Copy only the rows starting at the line that contains "Identify a point on every instance of the chocolate chip" and ending at the line that contains "x=114 y=172", both included, with the requests left as they are. In the answers, multiply each x and y coordinate by 1.65 and round to a whole number, rounding halves up.

■ **MATERIAL PROVIDED**:
┄┄┄┄┄┄┄┄┄┄┄┄┄┄┄┄┄┄┄┄

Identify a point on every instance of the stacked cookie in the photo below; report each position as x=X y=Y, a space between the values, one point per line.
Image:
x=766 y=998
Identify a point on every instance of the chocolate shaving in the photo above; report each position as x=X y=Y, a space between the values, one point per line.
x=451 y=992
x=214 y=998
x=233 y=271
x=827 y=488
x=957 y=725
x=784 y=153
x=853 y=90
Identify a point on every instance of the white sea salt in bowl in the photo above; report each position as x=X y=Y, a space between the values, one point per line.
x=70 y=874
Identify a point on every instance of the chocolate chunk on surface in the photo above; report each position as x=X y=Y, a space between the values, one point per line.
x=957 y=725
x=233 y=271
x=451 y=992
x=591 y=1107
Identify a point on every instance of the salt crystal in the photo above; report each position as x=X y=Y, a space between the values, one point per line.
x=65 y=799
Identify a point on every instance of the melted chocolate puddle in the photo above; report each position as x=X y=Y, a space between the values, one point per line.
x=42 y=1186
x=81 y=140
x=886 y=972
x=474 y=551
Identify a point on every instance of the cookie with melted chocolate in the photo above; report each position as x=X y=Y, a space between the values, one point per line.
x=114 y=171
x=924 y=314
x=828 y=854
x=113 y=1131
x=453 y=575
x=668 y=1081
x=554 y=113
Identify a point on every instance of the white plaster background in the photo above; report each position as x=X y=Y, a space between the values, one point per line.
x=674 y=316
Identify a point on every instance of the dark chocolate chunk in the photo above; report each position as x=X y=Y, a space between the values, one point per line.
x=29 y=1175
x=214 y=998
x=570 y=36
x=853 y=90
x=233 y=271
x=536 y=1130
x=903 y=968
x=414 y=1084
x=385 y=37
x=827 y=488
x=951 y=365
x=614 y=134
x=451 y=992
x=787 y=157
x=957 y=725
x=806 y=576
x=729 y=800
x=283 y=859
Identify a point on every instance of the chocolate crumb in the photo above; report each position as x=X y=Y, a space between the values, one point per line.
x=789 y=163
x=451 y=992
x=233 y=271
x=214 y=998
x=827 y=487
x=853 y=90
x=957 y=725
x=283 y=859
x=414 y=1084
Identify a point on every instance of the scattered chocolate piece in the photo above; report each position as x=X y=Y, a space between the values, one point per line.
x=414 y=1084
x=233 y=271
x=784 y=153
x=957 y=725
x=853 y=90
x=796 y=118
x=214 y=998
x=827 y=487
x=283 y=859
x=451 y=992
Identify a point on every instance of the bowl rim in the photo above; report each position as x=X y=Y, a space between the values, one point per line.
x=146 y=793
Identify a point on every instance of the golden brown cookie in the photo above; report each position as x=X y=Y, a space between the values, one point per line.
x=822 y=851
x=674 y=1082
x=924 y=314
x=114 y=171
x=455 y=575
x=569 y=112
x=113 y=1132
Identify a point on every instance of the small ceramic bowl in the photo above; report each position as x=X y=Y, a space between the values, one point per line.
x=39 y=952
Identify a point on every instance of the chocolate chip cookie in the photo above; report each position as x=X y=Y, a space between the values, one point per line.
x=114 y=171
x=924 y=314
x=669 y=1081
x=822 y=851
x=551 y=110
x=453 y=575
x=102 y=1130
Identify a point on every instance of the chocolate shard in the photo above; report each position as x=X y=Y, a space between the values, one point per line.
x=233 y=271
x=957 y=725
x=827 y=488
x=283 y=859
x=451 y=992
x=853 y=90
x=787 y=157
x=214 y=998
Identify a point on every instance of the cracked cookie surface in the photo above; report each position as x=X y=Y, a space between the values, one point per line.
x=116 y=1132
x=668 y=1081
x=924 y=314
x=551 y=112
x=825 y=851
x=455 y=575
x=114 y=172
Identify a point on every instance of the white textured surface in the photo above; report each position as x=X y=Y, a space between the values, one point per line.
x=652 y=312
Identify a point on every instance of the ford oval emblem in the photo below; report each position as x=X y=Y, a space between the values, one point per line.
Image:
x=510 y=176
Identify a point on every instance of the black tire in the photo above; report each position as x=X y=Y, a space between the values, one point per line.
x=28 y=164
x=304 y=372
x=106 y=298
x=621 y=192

┄┄┄┄┄┄┄┄┄┄┄┄┄┄┄┄┄┄┄┄

■ **ANSWER TO THIS PROBLEM**:
Identify a point on every instance of the chocolate chip cookie in the photo above; report each position as x=X y=Y, a space between the values, one point per line.
x=188 y=282
x=1525 y=518
x=1104 y=1784
x=1356 y=1404
x=909 y=182
x=747 y=949
x=168 y=1865
Identify a point on every instance of the chocolate shard in the photo above; report each position as x=X y=Y, a space between the values, one point per line.
x=384 y=447
x=1579 y=1196
x=1365 y=805
x=467 y=1417
x=744 y=1637
x=1407 y=149
x=1299 y=259
x=353 y=1647
Identify a point on every instance of the cracked cookie surface in the photo above; report each position as x=X y=Y, a space between the values, one point per line.
x=191 y=1868
x=1102 y=1784
x=1525 y=518
x=909 y=185
x=1361 y=1404
x=751 y=949
x=188 y=284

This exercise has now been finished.